_INSTRUCTION_: Please collect every line of the material below that contains the string "coca" and copy each one in full.

_LISTING_:
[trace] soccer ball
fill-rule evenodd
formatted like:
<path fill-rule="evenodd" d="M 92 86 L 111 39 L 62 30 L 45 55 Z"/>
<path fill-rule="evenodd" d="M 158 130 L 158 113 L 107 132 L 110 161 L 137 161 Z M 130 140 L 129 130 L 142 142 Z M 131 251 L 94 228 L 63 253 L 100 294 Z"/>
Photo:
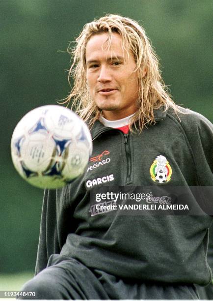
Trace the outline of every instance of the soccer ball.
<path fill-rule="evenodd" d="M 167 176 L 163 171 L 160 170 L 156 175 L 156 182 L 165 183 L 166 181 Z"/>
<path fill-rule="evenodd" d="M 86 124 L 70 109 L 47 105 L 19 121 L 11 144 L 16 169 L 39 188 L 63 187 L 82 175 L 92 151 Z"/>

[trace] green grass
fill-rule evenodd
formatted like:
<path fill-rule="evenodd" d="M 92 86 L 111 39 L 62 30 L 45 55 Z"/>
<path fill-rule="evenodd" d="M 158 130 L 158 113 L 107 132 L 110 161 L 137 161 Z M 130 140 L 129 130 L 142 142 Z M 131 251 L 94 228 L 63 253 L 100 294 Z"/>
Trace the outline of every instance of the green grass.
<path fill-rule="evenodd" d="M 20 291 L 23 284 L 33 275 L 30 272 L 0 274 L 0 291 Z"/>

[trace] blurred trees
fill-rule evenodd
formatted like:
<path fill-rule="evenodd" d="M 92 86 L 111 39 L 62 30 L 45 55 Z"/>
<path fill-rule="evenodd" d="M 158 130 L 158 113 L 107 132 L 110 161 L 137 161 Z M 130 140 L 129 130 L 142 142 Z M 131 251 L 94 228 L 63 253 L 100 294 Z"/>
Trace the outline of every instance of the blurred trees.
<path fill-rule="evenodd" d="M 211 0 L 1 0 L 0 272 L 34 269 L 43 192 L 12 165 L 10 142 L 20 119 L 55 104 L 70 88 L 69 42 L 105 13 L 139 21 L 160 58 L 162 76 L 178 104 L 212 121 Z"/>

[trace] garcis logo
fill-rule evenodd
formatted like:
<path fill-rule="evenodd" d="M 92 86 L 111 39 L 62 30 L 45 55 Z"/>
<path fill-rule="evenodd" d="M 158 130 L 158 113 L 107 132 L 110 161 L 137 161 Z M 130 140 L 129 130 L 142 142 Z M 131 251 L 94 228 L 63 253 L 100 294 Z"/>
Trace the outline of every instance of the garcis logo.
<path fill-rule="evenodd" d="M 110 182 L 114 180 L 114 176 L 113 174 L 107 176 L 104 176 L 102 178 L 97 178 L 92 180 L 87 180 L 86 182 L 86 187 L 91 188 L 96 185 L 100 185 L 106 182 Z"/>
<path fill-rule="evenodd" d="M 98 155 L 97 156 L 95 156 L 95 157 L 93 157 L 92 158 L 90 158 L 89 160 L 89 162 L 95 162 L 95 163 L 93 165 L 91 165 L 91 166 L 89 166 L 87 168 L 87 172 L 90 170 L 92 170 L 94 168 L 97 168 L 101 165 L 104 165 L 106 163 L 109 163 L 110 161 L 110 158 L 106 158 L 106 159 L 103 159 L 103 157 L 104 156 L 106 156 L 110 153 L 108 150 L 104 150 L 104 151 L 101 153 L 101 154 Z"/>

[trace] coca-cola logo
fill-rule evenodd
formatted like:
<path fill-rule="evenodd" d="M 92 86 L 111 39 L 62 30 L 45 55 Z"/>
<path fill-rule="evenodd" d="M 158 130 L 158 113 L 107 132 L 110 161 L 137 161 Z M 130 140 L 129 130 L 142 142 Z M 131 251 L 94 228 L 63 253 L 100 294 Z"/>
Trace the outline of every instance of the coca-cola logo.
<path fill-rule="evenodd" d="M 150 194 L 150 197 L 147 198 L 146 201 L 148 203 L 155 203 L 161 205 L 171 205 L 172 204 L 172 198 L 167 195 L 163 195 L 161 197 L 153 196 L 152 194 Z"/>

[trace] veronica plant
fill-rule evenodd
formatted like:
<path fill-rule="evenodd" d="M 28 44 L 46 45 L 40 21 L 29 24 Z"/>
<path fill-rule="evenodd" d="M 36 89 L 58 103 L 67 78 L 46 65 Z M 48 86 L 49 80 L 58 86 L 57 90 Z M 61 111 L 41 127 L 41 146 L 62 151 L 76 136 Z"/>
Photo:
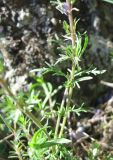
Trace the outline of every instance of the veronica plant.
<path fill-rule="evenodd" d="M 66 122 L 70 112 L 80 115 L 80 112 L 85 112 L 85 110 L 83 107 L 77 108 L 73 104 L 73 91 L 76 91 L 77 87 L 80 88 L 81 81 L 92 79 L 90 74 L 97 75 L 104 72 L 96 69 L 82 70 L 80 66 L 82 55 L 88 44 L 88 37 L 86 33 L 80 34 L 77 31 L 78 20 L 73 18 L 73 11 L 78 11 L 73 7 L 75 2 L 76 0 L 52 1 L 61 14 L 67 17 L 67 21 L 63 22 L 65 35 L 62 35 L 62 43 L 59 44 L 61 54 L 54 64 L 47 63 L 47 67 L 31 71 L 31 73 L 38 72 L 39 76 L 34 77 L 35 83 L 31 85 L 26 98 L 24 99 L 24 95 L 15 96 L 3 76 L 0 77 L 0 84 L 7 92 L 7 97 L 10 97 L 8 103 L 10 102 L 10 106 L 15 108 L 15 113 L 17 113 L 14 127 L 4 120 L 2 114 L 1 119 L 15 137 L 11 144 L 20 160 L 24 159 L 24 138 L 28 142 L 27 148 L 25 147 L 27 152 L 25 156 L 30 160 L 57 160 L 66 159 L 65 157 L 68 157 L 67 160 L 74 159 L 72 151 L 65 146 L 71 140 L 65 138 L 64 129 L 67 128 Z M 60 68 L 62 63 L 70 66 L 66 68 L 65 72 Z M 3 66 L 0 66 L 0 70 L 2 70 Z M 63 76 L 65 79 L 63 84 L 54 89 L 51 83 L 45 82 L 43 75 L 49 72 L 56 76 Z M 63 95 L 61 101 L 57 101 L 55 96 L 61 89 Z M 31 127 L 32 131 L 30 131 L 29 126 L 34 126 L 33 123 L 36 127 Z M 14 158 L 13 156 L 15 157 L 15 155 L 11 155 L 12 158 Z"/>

--

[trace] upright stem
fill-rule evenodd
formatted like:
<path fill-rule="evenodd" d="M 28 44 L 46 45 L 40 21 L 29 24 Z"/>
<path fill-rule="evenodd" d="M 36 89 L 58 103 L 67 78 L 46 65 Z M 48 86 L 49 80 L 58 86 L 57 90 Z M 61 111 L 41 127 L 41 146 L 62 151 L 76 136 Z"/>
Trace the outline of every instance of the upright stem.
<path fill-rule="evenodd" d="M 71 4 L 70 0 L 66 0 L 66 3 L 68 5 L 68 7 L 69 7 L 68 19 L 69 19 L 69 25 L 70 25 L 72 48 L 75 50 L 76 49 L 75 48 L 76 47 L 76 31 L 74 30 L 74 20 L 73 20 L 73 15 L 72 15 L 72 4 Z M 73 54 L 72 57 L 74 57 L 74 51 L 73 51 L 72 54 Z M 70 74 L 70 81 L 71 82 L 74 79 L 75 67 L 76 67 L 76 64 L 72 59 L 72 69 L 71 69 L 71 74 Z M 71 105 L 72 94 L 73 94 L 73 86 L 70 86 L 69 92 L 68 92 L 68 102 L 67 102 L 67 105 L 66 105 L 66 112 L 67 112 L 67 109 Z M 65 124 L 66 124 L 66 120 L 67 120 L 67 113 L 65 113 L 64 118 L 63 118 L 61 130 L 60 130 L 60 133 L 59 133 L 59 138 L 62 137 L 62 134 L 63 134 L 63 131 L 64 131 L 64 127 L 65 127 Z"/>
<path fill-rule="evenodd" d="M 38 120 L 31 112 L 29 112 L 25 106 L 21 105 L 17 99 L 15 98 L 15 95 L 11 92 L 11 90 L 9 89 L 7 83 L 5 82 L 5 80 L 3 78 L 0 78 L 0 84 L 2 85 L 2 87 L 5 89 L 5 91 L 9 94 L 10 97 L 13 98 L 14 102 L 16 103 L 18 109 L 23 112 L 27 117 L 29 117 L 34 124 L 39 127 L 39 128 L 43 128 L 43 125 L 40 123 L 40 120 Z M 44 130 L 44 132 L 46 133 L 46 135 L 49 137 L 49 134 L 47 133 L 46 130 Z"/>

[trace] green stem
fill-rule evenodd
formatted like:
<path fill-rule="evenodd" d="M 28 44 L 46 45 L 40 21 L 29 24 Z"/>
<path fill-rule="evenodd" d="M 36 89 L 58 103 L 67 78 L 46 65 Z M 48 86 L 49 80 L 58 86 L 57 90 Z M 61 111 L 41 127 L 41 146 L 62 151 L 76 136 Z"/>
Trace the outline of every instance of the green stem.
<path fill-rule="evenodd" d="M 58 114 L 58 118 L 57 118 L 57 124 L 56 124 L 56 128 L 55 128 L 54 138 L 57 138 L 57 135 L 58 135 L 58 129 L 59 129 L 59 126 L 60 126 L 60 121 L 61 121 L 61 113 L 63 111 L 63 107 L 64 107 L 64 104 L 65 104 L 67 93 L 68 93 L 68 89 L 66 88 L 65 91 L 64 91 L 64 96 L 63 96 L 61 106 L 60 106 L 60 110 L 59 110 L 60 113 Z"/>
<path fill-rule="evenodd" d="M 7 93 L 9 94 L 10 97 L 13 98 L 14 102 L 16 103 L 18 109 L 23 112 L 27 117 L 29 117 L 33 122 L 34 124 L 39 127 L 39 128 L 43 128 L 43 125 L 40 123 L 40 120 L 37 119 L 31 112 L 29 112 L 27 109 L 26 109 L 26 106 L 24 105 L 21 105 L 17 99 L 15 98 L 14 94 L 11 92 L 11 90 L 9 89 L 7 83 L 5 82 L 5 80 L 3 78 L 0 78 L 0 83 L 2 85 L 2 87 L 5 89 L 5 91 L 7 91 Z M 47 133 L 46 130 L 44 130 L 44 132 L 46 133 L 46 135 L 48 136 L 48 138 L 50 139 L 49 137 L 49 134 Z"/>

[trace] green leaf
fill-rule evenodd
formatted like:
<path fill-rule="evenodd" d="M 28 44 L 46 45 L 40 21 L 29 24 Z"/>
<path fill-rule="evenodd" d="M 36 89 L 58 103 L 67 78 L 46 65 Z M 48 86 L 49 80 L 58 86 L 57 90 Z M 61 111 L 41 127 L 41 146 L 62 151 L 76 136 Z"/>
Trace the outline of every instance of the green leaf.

--

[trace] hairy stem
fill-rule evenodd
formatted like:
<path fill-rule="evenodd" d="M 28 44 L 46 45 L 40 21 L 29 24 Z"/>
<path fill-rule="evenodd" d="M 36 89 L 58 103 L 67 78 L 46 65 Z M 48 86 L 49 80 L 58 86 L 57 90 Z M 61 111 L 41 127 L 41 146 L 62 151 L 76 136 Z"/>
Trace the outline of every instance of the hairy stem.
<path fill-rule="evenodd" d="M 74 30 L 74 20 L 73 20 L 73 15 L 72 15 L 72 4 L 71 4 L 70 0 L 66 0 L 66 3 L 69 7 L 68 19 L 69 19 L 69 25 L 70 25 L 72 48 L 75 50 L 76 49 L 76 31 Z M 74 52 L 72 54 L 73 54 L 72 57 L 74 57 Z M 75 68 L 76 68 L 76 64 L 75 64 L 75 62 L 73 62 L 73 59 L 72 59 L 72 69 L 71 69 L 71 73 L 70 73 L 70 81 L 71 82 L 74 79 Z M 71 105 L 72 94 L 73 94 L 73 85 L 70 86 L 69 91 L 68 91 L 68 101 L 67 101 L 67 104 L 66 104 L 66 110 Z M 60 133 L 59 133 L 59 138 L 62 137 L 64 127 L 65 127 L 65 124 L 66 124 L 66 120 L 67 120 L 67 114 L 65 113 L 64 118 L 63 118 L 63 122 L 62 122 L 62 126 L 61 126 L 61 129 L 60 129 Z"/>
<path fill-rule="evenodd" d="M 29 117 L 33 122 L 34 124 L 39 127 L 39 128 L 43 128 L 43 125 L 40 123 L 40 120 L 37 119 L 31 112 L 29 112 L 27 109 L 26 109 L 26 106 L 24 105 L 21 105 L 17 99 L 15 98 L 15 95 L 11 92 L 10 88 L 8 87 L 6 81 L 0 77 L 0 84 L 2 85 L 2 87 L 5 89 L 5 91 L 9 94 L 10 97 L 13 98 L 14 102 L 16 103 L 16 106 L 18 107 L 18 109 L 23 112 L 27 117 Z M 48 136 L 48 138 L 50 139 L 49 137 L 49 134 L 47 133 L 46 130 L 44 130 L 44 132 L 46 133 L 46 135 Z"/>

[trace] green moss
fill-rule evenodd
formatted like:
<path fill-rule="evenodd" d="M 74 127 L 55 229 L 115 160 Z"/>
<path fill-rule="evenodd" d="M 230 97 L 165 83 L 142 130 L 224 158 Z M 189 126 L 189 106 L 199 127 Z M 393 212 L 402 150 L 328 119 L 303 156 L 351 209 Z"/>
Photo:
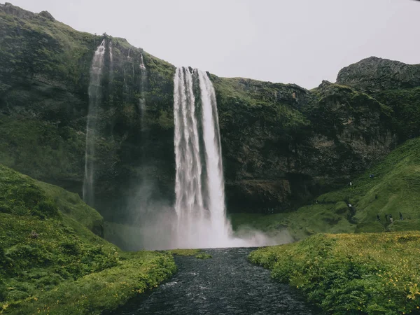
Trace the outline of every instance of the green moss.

_WORKED SOLUTION_:
[trace] coca-cola logo
Trace the outline of every instance of the coca-cola logo.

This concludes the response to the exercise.